→ **Task data**
>> start

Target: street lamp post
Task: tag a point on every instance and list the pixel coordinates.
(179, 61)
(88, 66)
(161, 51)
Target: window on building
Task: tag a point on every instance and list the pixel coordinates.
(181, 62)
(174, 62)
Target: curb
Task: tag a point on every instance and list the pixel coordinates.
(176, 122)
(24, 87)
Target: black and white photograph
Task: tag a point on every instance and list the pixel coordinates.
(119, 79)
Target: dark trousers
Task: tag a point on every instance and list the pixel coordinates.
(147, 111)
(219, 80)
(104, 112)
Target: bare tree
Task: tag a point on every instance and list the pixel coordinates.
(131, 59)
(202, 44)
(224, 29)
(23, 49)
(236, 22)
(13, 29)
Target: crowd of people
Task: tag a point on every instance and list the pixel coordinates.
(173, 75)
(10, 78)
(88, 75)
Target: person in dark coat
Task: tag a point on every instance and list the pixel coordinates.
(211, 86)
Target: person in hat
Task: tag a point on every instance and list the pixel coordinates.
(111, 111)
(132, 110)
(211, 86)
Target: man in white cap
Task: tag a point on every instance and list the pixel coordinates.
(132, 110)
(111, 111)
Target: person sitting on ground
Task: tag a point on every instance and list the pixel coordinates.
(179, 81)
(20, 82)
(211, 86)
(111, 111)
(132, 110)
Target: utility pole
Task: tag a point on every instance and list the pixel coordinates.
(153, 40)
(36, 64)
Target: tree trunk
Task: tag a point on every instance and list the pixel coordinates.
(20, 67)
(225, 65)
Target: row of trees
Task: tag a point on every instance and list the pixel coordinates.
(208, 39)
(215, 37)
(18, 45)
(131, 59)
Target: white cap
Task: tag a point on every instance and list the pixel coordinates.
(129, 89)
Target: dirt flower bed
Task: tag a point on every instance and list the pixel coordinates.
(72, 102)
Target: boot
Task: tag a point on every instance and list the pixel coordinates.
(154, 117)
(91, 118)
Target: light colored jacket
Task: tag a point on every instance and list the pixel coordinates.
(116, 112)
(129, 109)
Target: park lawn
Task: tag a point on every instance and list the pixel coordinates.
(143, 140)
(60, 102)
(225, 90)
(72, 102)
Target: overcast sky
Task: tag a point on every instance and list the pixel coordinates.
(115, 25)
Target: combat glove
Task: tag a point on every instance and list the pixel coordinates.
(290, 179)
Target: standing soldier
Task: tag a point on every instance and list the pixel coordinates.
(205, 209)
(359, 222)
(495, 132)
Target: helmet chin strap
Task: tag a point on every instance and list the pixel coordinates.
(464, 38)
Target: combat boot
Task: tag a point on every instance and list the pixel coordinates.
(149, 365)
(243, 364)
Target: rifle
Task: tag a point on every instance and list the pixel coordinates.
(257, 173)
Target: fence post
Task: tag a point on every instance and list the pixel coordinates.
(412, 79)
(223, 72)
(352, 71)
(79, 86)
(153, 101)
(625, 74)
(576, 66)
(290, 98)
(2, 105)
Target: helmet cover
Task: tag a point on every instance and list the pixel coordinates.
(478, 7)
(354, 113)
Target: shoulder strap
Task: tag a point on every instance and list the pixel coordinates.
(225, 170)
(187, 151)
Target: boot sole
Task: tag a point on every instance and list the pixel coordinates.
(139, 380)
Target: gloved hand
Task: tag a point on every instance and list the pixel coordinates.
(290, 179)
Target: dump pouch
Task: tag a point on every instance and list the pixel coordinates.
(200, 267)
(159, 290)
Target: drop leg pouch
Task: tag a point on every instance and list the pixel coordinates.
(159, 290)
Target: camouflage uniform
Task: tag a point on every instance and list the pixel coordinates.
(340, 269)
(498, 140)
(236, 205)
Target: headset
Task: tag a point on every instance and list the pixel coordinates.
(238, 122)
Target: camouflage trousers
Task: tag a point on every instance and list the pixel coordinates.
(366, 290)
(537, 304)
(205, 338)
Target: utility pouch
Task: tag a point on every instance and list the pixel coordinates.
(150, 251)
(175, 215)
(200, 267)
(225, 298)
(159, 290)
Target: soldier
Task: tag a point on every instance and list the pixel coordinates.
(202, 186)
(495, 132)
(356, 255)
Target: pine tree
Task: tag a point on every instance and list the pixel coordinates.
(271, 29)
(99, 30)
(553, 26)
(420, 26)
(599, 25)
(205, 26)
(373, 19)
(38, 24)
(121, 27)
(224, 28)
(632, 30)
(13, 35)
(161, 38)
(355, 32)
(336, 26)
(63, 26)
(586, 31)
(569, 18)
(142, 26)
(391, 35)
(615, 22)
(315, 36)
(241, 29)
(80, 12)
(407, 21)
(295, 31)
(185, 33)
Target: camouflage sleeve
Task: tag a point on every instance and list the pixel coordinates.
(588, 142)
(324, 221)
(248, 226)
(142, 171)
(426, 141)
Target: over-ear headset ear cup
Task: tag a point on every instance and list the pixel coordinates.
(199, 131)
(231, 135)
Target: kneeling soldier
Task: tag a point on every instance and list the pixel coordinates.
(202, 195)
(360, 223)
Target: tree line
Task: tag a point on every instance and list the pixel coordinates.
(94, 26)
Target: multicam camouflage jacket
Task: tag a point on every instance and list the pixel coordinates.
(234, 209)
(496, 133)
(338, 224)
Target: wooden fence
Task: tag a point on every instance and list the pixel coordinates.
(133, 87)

>> end

→ **Written problem**
Shift every pixel coordinate in the records above, from the line with "Target: multicam camouflage jacket" through the last line, by adding 18 to each number. Write out all of those lines again, keeping every other line unchanged.

→ **Final result**
Target: multicam camouflage jacket
Task: tag a point on every instance and list the pixel coordinates.
(252, 227)
(514, 151)
(356, 242)
Target: wooden fence
Task: tag a point on every instance and list the pixel coordinates.
(151, 105)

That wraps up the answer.